_Work to be completed_
Scan the records for the string "orange"; copy each line where it occurs.

START Data

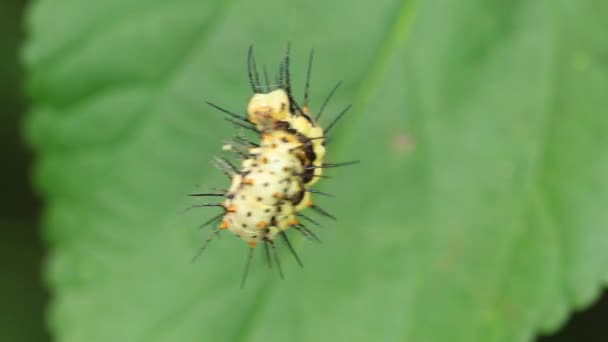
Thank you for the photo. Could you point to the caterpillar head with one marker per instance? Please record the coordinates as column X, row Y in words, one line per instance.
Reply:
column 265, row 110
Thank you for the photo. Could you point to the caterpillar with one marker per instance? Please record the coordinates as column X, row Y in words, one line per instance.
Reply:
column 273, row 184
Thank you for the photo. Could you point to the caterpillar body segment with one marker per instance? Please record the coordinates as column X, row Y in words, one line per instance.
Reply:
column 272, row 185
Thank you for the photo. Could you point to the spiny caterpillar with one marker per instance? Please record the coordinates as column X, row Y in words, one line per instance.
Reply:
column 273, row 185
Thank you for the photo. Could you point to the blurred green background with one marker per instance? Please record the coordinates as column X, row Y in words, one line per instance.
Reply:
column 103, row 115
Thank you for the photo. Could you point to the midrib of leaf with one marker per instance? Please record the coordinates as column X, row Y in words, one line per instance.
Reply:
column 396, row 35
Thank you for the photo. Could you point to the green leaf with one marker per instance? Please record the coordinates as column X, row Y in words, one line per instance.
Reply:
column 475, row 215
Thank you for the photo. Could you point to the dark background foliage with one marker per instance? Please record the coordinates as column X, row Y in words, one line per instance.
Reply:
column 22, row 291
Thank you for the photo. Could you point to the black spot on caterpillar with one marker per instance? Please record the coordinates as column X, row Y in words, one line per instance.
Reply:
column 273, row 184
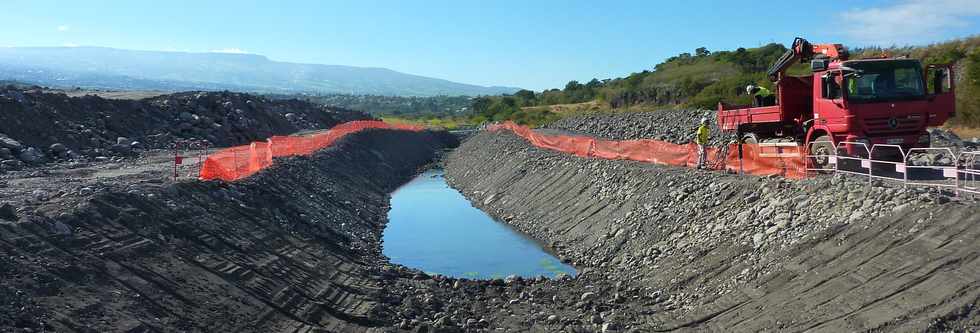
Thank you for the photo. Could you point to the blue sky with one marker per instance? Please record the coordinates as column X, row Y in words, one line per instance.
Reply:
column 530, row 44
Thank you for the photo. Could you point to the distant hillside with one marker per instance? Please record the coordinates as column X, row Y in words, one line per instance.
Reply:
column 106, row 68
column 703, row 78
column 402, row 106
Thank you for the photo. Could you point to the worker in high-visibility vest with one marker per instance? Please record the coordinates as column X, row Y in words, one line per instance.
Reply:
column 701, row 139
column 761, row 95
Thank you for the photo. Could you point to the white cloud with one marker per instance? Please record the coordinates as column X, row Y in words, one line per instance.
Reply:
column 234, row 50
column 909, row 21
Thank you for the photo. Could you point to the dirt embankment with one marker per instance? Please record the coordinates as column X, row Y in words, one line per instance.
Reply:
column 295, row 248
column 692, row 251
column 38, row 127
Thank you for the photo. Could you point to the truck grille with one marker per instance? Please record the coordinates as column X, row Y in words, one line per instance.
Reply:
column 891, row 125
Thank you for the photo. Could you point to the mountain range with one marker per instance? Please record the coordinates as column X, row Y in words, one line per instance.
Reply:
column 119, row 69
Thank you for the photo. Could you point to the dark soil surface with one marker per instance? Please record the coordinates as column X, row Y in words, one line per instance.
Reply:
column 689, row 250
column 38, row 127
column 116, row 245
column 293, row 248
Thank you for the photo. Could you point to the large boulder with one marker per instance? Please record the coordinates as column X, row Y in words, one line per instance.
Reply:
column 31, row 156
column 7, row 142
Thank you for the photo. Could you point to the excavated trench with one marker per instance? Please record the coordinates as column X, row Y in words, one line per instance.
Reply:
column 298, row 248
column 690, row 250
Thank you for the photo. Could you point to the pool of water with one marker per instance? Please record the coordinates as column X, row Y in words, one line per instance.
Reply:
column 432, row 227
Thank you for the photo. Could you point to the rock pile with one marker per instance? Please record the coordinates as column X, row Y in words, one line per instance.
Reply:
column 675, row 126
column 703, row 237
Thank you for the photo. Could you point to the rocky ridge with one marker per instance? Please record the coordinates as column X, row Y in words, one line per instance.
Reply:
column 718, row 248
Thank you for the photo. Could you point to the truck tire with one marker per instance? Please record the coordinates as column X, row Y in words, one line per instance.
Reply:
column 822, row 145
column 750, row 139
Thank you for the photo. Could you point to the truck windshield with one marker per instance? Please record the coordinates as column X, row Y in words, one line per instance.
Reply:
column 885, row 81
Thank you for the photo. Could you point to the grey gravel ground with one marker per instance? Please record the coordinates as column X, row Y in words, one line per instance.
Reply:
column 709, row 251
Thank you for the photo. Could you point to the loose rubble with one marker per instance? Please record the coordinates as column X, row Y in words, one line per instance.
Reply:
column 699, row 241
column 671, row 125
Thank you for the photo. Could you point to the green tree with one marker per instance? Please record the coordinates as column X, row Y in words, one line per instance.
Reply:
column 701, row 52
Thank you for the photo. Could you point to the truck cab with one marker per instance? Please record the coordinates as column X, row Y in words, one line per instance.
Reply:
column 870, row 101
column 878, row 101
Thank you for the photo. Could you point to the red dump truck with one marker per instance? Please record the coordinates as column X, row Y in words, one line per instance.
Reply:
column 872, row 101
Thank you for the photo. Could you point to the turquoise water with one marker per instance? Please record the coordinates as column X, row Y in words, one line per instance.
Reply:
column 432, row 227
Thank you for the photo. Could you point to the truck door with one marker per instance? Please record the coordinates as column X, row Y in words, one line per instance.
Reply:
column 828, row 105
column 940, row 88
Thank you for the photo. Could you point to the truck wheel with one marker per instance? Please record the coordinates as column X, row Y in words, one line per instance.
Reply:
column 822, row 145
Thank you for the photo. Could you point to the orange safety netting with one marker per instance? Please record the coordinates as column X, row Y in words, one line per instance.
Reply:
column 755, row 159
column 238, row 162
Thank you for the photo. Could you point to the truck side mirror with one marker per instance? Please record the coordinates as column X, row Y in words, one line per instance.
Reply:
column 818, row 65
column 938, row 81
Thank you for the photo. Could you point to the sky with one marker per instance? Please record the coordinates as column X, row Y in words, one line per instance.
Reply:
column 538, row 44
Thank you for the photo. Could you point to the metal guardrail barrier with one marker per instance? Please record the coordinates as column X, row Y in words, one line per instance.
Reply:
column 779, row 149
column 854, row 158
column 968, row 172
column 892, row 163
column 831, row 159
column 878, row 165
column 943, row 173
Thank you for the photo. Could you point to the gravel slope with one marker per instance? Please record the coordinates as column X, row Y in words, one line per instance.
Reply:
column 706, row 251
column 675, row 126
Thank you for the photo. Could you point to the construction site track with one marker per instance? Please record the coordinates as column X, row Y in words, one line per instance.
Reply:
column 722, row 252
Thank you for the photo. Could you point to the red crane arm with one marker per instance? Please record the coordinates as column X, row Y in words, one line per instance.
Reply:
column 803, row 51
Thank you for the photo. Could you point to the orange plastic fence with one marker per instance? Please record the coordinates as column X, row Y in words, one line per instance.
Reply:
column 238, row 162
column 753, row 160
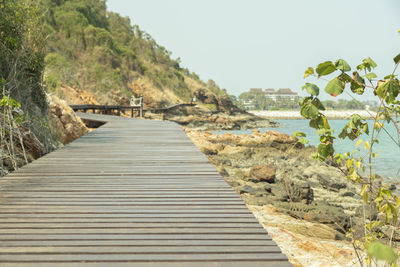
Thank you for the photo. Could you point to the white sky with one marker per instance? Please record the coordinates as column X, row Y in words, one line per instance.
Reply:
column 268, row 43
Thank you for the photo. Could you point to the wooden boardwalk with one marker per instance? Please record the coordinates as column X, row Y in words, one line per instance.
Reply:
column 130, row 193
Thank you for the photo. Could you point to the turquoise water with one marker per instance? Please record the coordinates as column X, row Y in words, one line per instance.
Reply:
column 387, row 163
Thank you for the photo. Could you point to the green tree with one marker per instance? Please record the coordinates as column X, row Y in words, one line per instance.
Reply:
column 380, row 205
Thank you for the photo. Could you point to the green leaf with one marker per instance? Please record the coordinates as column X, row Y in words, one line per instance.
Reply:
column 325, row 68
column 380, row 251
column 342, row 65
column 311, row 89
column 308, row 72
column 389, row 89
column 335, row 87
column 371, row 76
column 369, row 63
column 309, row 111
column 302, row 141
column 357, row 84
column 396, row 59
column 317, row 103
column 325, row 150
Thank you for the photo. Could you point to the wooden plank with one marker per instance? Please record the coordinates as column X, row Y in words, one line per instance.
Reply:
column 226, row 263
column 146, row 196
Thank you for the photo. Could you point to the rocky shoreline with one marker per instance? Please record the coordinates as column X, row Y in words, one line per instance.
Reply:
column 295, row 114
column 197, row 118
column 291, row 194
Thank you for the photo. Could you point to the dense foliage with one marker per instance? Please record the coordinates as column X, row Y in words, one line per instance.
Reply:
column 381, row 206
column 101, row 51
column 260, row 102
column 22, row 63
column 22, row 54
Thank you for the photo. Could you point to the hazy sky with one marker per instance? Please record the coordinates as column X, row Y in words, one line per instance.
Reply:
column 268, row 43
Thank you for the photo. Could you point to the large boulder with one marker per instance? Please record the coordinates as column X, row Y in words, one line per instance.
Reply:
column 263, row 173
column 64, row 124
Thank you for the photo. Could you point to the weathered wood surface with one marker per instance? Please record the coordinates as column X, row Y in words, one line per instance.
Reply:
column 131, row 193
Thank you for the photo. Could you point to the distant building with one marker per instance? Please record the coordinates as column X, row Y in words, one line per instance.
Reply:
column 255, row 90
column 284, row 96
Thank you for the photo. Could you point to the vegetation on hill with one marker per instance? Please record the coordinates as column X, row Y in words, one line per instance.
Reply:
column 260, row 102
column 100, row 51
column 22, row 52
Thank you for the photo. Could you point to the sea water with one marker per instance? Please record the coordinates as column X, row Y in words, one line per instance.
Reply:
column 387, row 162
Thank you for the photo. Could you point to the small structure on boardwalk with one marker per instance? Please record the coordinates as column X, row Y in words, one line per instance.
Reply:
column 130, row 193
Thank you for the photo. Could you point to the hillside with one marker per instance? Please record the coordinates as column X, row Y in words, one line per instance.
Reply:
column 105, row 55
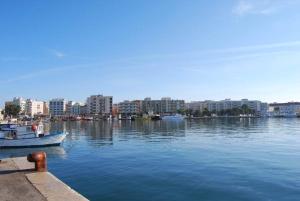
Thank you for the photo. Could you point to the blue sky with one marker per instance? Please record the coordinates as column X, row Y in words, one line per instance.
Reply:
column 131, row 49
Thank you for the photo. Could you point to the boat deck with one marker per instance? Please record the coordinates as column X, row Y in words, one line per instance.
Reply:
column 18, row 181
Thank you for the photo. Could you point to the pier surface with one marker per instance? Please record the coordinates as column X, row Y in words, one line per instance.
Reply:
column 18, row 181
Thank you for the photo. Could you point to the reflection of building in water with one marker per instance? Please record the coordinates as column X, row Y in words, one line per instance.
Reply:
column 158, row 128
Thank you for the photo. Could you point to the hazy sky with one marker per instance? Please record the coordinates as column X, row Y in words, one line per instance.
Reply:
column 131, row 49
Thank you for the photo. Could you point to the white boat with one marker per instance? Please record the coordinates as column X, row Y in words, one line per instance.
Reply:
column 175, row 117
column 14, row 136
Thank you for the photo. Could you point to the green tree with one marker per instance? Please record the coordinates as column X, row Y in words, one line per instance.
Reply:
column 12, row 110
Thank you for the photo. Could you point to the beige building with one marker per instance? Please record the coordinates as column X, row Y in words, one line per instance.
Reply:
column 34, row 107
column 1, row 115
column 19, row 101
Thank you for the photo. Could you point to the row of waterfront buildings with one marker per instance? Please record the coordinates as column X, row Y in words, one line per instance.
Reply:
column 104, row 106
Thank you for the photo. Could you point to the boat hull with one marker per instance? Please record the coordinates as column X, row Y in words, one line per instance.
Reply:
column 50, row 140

END Data

_Solution for this task_
Thank you for the photo. Could you point to the orange safety netting with one marker per instance? Please record the coordinates as column X, row Y in words, one line per instance.
Thank you for the photo. Could you point to the orange plastic fence with one marker per instance? Please record the coordinates as column X, row Y in words, one line per instance.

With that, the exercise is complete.